## Task to carry out
Reproduce every line of the listing word for word, leaving out the pictures.

* START Input data *

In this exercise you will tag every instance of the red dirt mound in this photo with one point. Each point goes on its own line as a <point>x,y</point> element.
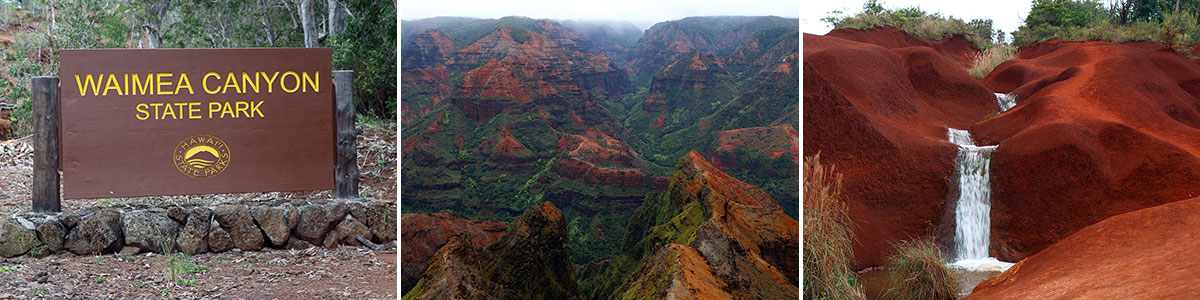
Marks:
<point>1149,253</point>
<point>1101,129</point>
<point>881,115</point>
<point>955,47</point>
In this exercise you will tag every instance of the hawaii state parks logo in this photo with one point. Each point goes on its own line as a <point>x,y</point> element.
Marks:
<point>202,156</point>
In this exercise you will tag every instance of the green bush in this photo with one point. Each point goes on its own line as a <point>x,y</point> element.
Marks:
<point>369,47</point>
<point>917,270</point>
<point>916,22</point>
<point>1091,21</point>
<point>827,235</point>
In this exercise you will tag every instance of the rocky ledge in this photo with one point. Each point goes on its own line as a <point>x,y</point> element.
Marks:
<point>198,228</point>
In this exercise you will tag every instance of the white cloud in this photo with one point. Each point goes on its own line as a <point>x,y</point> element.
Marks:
<point>640,12</point>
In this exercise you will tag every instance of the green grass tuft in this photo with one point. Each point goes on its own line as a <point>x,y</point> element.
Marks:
<point>827,235</point>
<point>917,270</point>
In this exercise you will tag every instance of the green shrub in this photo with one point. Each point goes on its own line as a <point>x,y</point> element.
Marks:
<point>916,22</point>
<point>827,235</point>
<point>369,47</point>
<point>987,60</point>
<point>917,270</point>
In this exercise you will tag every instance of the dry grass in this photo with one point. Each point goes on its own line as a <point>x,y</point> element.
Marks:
<point>917,270</point>
<point>827,235</point>
<point>989,59</point>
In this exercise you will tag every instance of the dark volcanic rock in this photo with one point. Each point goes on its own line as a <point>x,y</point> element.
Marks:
<point>150,231</point>
<point>178,214</point>
<point>193,237</point>
<point>346,233</point>
<point>52,233</point>
<point>17,237</point>
<point>97,233</point>
<point>274,222</point>
<point>240,225</point>
<point>382,221</point>
<point>219,239</point>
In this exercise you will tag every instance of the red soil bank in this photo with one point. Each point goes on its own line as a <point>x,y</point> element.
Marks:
<point>1102,129</point>
<point>880,115</point>
<point>1149,253</point>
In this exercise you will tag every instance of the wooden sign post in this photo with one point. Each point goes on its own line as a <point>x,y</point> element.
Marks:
<point>45,96</point>
<point>189,121</point>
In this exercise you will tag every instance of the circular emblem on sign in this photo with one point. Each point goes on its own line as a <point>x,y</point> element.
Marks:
<point>202,156</point>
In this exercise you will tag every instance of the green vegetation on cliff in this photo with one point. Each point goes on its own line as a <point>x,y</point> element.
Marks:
<point>917,22</point>
<point>827,235</point>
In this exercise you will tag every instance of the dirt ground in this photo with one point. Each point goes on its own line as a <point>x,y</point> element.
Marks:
<point>345,273</point>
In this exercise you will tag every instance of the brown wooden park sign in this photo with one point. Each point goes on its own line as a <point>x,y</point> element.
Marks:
<point>138,123</point>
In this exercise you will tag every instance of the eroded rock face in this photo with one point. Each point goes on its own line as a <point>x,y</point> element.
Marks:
<point>1099,130</point>
<point>426,233</point>
<point>1147,253</point>
<point>889,107</point>
<point>97,233</point>
<point>707,235</point>
<point>239,223</point>
<point>150,231</point>
<point>529,262</point>
<point>193,238</point>
<point>17,237</point>
<point>682,271</point>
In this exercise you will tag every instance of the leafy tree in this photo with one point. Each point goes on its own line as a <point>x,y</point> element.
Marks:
<point>369,47</point>
<point>915,21</point>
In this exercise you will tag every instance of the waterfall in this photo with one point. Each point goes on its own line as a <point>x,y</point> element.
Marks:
<point>1007,101</point>
<point>973,211</point>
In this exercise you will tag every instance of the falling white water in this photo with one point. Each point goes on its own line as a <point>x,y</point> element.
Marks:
<point>1007,101</point>
<point>973,211</point>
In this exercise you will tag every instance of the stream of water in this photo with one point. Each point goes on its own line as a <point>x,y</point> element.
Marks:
<point>1006,101</point>
<point>972,215</point>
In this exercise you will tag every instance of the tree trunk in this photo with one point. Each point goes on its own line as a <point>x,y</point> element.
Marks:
<point>309,23</point>
<point>269,27</point>
<point>337,12</point>
<point>153,37</point>
<point>156,12</point>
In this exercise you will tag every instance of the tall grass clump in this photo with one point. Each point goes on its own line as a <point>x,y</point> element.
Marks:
<point>917,270</point>
<point>987,60</point>
<point>827,235</point>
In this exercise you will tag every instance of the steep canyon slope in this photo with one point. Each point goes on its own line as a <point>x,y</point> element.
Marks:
<point>502,114</point>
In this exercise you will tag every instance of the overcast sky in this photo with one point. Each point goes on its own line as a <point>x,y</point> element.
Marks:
<point>1005,15</point>
<point>642,13</point>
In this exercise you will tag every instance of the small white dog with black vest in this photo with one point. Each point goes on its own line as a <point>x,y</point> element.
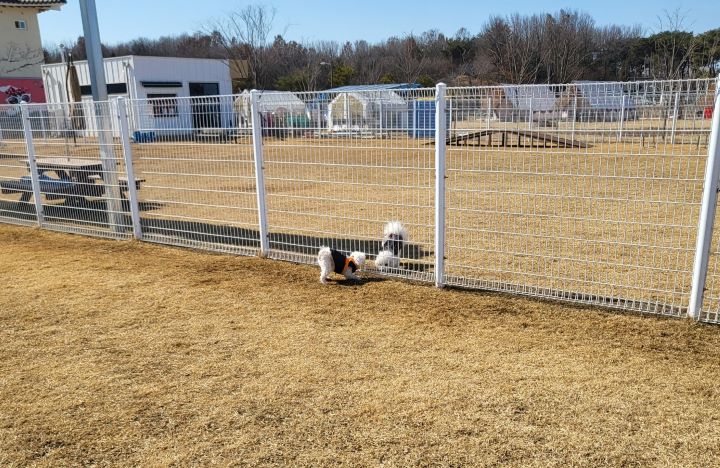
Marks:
<point>331,260</point>
<point>394,238</point>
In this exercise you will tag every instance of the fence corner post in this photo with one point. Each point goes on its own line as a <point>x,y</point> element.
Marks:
<point>122,115</point>
<point>440,176</point>
<point>707,215</point>
<point>32,164</point>
<point>256,122</point>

* END Input data *

## Solution
In this exercise you will tag every instance of the red dirt mound in this photo with one point. Each point goes on its own line as a <point>x,y</point> element.
Marks:
<point>1149,253</point>
<point>1101,129</point>
<point>881,115</point>
<point>955,47</point>
In this exercise you will tag every instance of the hawaii state parks logo in this photo with one point. Each point goes on its own line as a <point>x,y</point> element.
Marks:
<point>202,156</point>
In this exercise you will tag every instance of the green bush in this photo with one point. Each point goes on its own line as a <point>x,y</point> element.
Marks:
<point>369,47</point>
<point>917,270</point>
<point>916,22</point>
<point>1091,21</point>
<point>827,235</point>
In this exercise you will tag every instance of the rocky ledge in this photo with one point. Each point goes on its own line as a <point>x,y</point> element.
Marks:
<point>198,228</point>
In this exercise you will tag every instance of the white cloud in this photo with one point. Each point goes on its own line as a <point>x,y</point> element.
Marks:
<point>640,12</point>
In this exercise you will tag every instance of the green grass tuft in this photo with one point. Each point goes on its own line as a <point>x,y</point> element.
Marks:
<point>827,235</point>
<point>917,270</point>
In this exercise you will tag every instance of the green shrub in this photo with one point. Each point goes on its own line as a <point>x,y</point> element.
Marks:
<point>916,22</point>
<point>827,235</point>
<point>369,47</point>
<point>987,60</point>
<point>917,270</point>
In this exercise you will tag every instance of the dry grass in this photo with one point. Each point goes on its own line as a <point>x,y</point> element.
Marks:
<point>917,270</point>
<point>827,235</point>
<point>989,59</point>
In this exercise you will tag every instance of the dark volcanic rock in this photo with one point. Each point goes on its own line as a <point>x,y</point> element.
Marks:
<point>150,231</point>
<point>178,214</point>
<point>193,237</point>
<point>346,233</point>
<point>52,233</point>
<point>17,237</point>
<point>97,233</point>
<point>274,222</point>
<point>240,225</point>
<point>382,221</point>
<point>219,239</point>
In this exercise you will tag every instance of the red soil bank in this photo with one point. Each point goes on its own line as a <point>x,y</point> element.
Marks:
<point>1102,129</point>
<point>880,115</point>
<point>1149,253</point>
In this exercise you will tag every instance of the wooden sign post in this photo with one point. Each point goes on its own line as a <point>x,y</point> element.
Marks:
<point>45,96</point>
<point>189,121</point>
In this exercise you will tag every instance of the circular emblem on sign in this photo with one point. Each point goes on its own line as a <point>x,y</point> element.
Marks:
<point>202,156</point>
In this exercise you will tag every instance of the green vegetation on cliff in this photo with one point. Each point goes on its own line as a <point>x,y</point> element.
Marks:
<point>917,22</point>
<point>827,235</point>
In this exercise you will tag every instance of the dirt ground in this photo with one point. Each point goes on its own line as a <point>x,y</point> element.
Marks:
<point>345,273</point>
In this exercise you will tag every instance of the brown wooden park sign in this photo with one point. Each point goes on its own line as a <point>x,y</point> element.
Marks:
<point>138,123</point>
In this exercise you will tag every instance of the eroded rock face in this photo with one point. Each point goes on its own line as a <point>x,y</point> element.
Marks:
<point>1099,130</point>
<point>426,233</point>
<point>1147,253</point>
<point>889,107</point>
<point>97,233</point>
<point>707,235</point>
<point>239,223</point>
<point>150,231</point>
<point>529,262</point>
<point>193,238</point>
<point>17,237</point>
<point>682,271</point>
In this exercise you will tag every instance of the leafy tree in this photo with one point. Each point goes on its own line as a <point>x,y</point> element.
Marks:
<point>369,47</point>
<point>915,21</point>
In this exercise you will tag every instance of the waterfall in this photo with one point. Each point goes on its own line as a <point>x,y</point> element.
Marks:
<point>1007,101</point>
<point>973,211</point>
In this exercise you will tag every instance of the falling white water in this photo with one point. Each point goes on its own line as a <point>x,y</point> element.
Marks:
<point>1007,101</point>
<point>973,211</point>
In this exercise you will tag every instance of the stream of water in this photo with one point. Each point goes on its own line as a <point>x,y</point> element.
Marks:
<point>1006,101</point>
<point>972,215</point>
In this exercise you will tag every instance of the tree trunk in this photo with one point. Each point goes on its own line as a <point>x,y</point> element.
Marks:
<point>309,23</point>
<point>269,27</point>
<point>337,12</point>
<point>153,37</point>
<point>156,12</point>
In this exercise you will tag every instance of the tall grass clump in this photo with one point. Each point goes on its own line as a <point>x,y</point> element.
Marks:
<point>917,270</point>
<point>987,60</point>
<point>827,235</point>
In this exercise you will tag every instance of the steep canyon slope in this photo with one point. Each point goes on its own line as a <point>x,y</point> element.
Marks:
<point>502,114</point>
In this exercise you will tag every instance of the overcast sky in this photo with one point. Each point goes on its own line as a <point>x,y</point> element.
Marks:
<point>1005,15</point>
<point>642,13</point>
In this exercise you will tag every instance of the small white dog with black vest in this photo with one point. Each point goes on its own line as a <point>x,y</point> element.
Marks:
<point>331,260</point>
<point>394,238</point>
In this exercise you will tag every instance of the fence corner post in this photo with one point. Each point goes on its own line as a <point>x,y</point> element.
Marks:
<point>122,115</point>
<point>440,176</point>
<point>707,215</point>
<point>32,164</point>
<point>256,122</point>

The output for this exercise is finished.